### TASK TO COMPLETE
Reproduce every one of the items below word for word, keeping each line unchanged and in its original order.

------------------------------------------------------------

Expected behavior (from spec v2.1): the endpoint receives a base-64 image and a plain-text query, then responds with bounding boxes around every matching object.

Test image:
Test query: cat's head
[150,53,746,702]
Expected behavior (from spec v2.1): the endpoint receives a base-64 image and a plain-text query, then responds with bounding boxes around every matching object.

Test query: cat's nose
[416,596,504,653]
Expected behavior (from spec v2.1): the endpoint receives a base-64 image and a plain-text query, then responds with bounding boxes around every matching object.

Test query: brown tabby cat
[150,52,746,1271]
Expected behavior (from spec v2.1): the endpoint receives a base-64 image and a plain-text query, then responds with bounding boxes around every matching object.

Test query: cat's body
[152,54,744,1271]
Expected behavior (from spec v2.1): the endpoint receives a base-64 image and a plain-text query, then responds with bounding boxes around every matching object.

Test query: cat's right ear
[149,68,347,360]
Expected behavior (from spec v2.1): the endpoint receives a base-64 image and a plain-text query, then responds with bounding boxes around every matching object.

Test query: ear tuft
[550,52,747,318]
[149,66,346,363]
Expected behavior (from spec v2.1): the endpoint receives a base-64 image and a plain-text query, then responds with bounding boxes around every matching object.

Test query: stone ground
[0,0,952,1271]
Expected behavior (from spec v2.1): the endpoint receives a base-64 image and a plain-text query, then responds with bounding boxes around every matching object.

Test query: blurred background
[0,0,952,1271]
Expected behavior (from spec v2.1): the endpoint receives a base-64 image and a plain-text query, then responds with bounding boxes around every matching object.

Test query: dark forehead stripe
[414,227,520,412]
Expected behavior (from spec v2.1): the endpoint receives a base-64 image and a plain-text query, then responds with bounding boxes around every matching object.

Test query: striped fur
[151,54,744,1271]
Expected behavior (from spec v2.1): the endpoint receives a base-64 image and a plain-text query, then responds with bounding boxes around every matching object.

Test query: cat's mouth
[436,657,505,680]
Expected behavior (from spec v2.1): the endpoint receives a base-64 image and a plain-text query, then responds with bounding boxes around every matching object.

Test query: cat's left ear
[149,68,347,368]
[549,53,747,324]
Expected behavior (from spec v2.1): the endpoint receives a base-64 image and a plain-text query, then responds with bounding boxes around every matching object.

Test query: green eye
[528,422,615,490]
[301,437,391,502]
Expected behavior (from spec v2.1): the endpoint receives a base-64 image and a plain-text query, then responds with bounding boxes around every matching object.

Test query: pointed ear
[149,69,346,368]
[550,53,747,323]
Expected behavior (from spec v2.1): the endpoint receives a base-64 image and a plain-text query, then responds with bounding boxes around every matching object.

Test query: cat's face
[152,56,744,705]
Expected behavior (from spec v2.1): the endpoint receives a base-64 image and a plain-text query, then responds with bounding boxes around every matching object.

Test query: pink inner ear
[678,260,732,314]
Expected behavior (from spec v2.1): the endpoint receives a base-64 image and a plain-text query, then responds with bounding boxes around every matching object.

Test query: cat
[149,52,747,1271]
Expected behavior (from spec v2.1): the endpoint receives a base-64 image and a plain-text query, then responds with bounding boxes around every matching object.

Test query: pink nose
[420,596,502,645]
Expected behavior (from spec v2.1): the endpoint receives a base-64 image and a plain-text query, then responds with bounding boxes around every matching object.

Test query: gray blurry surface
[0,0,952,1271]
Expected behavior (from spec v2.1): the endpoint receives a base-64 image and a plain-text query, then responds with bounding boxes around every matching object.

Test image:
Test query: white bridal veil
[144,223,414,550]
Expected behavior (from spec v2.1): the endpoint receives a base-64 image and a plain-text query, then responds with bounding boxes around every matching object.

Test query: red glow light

------------------------------------------------------------

### FULL OUTPUT
Expected behavior (from spec v2.1): the endpoint receives a base-64 image and a plain-text query, then responds with bounding boxes around every matching object.

Test image:
Test query: cat's head
[150,53,746,702]
Expected behavior (from spec v2.1): the endpoint receives a base-64 image and a plain-text query, then responds with bounding boxes around every matching object.

Test query: cat's nose
[416,596,504,653]
Expected behavior (from spec v2.1): the endpoint receives a base-64 image and a plain-text query, then responds with bounding boxes around every matching object.

Test query: brown tabby cat
[150,52,746,1271]
Expected behavior (from spec v2.1): the endpoint receives a base-64 image and a plain-text query, then responds with bounding boxes around every matching object.

Test query: cat's body
[152,54,744,1271]
Expected behavior (from spec v2.1): the endpoint receives a base-64 image and a plain-text query, then responds with bounding boxes around every matching object.

Test query: cat's right ear
[149,68,347,360]
Expected behavior (from spec v2.1): the endpoint receives a base-64 image and a plain-text query, then responds with bounding boxes around every matching object.

Test query: ear tuft
[550,52,747,318]
[149,66,346,363]
Expected behavior (from spec v2.1): the endpoint receives a base-64 image and a plain-text query, then responds with bounding boxes around every matching object.

Test query: stone ground
[0,0,952,1271]
Expected behavior (from spec v2.1): the endpoint receives a base-64 image and a plain-text query, then responds with bounding boxes around every matching object.

Test query: blurred background
[0,0,952,1271]
Expected behavior (from spec v2.1): the endpoint receives a base-64 image and a plain-text query, then responds with bounding boxes around every matching object.

Test query: dark forehead stripe
[414,227,520,412]
Expected behavior (from spec v2.1): the endpoint receives a base-64 image and a plain-text query, then responds with bounding boxes around every matching object.

Test query: striped fur
[151,54,744,1271]
Expected behavior (from spec v2.1): the endpoint receives a base-64 image and a plain-text query, then responds with bounding boxes around every matching object.

Test query: cat's mouth
[436,657,505,680]
Expected behavior (from spec v2.1): the endpoint receives a base-64 image and a plain-text query, then responds with bounding boxes around every matching object.

Test query: cat's left ear
[149,68,347,368]
[549,53,747,324]
Expected behavior (from spec v2.1): the endpoint receives a base-64 image and a plain-text query, then responds with bounding boxes around every matching object.

Test query: green eye
[528,422,615,490]
[301,437,391,502]
Expected behavior (from spec v2.1): the endpoint receives a base-64 image and a plain-text query, then responds with bounding boxes around every matching object.

Test query: pointed ear
[149,69,346,368]
[550,53,747,323]
Expected behavior (from spec v2.1): the endpoint receives a base-64 image and a plain-text query, then responds with bounding boxes around every matching object.

Test query: cat's face
[152,56,744,705]
Expected behavior (from spec v2.1): the endpoint receives a base-64 image and a plain-text query, then responds with bounding boxes around every matching object.

Test query: pink inner ear
[678,260,732,314]
Expected behavior (from spec v2.1): the endpoint receives a base-64 image and a plain-text query, then responds with bounding boxes around every matching object.

Test query: cat
[149,52,747,1271]
Expected behavior (from spec v2.1): the endpoint receives a base-64 image and a plain-text query, then responds with bounding boxes around every matching object.

Test query: pink nose
[420,596,502,645]
Expected behavior (from spec v2.1): the endpoint receives a base-64 image and a plain-text query, then responds with bounding boxes around every matching object.

Test query: gray blurry surface
[0,0,952,1271]
Expected behavior (from spec v2.1): the endpoint receives a base-64 image and a plain-text query, then responds with bounding boxes around every matching object.

Test image:
Test query: white bridal veil
[144,223,414,550]
Expected behavior (from spec v2.1): the endpoint receives a base-64 image and a plain-text query, then responds with bounding boxes around every matching object.

Test query: red glow light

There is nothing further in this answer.